FRAGMENT:
================================

Geschillen over deze pensioenen met voormalige personeelsleden van de WEU worden overeenkomstig lid 5 beslecht.
3.
Het beheer van de ziektekostenverzekering van gepensioneerde voormalige personeelsleden van de WEU geschiedt in overeenstemming met het statuut van het personeel van de WEU, als van kracht op 30 juni 2011 en als vervolgens gewijzigd door het in lid 7 bedoelde bestuur.
4.
Het beheer van het sociaal plan van de WEU is geregeld in het sociaal plan dat de WEU op 22 oktober 2010 heeft aangenomen. Het beheer is voorts in overeenstemming met de bindende beslissingen die naderhand door de bevoegde commissie van beroep worden gegeven, en met de ter uitvoering hiervan door de WEU of door het in lid 7 bedoelde bestuur genomen besluiten.

================================

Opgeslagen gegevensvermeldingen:
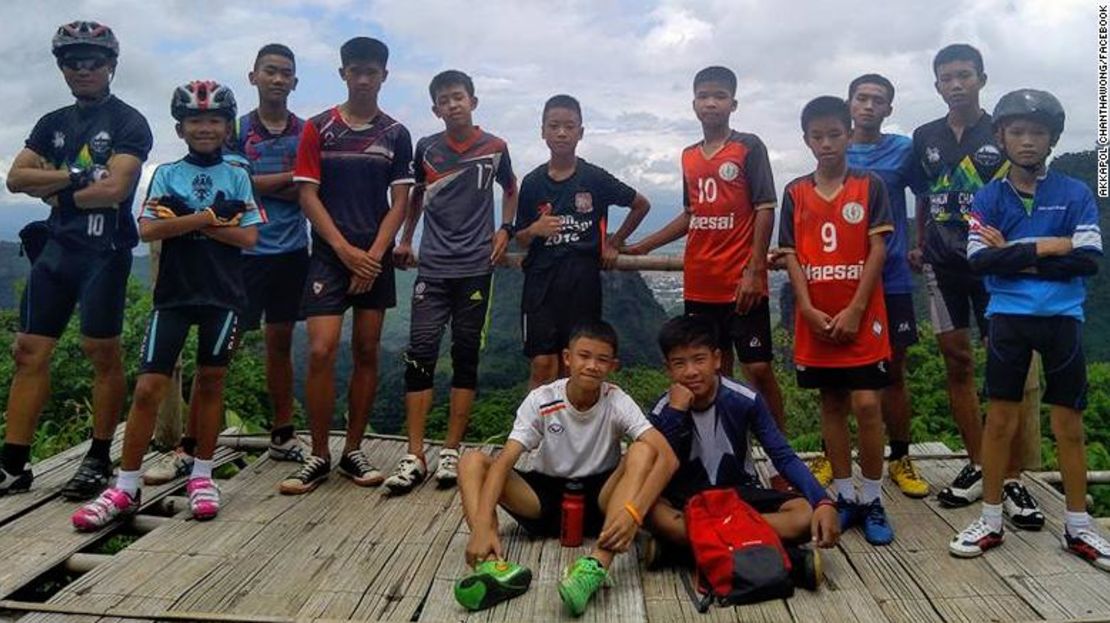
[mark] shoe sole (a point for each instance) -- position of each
(964, 554)
(912, 494)
(566, 603)
(300, 490)
(955, 502)
(376, 481)
(495, 592)
(81, 496)
(1087, 560)
(1027, 528)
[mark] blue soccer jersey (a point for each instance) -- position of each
(1061, 207)
(891, 159)
(268, 153)
(195, 269)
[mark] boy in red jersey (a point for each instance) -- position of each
(729, 200)
(831, 231)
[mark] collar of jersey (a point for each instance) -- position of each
(203, 159)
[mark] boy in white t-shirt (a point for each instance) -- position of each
(576, 425)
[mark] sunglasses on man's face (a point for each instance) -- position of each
(87, 63)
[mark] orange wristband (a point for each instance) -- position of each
(635, 514)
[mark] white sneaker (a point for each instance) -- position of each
(446, 471)
(171, 466)
(410, 472)
(975, 540)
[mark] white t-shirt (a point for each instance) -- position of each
(573, 443)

================================

STUDIEVRAGEN:
(1) Herhaal letterlijk het stuk uit de tekst over het WEU-personeel dat begint bij "Geschillen over deze" en eindigt bij "7 bedoelde bestuur.".
(2) Ga alsjeblieft verder met de tekst over het WEU-personeel, vanaf het punt waar die ophoudt.

UITWERKINGEN:
(1)
Geschillen over deze pensioenen met voormalige personeelsleden van de WEU worden overeenkomstig lid 5 beslecht.
3.
Het beheer van de ziektekostenverzekering van gepensioneerde voormalige personeelsleden van de WEU geschiedt in overeenstemming met het statuut van het personeel van de WEU, als van kracht op 30 juni 2011 en als vervolgens gewijzigd door het in lid 7 bedoelde bestuur.

(2)
5.
Geschillen betreffende het voormalige personeel van de WEU die het gevolg zijn van de uitvoering van de resterende taken van de WEU worden beslecht volgens de desbetreffende procedure in het statuut van het personeel van de WEU, als van kracht op 30 juni 2011 en daarna gewijzigd door het in lid 7 bedoelde bestuur.
De rechtspositie van het voormalige personeel van de WEU wordt beheerst door het statuut van het personeel van de WEU, zoals van kracht op 30 juni 2011 en als vervolgens gewijzigd door het in lid 7 bedoelde bestuur, en door alle toepasselijke besluiten, onder meer het sociaal plan van de WEU.
6.
De assistentie aan de tien lidstaten omvat onder meer het beheer van de lopende zaken en van eventuele juridische of financiële aangelegenheden in verband met de opheffing van de WEU, onder leiding van het in lid 7 bedoelde bestuur.
7.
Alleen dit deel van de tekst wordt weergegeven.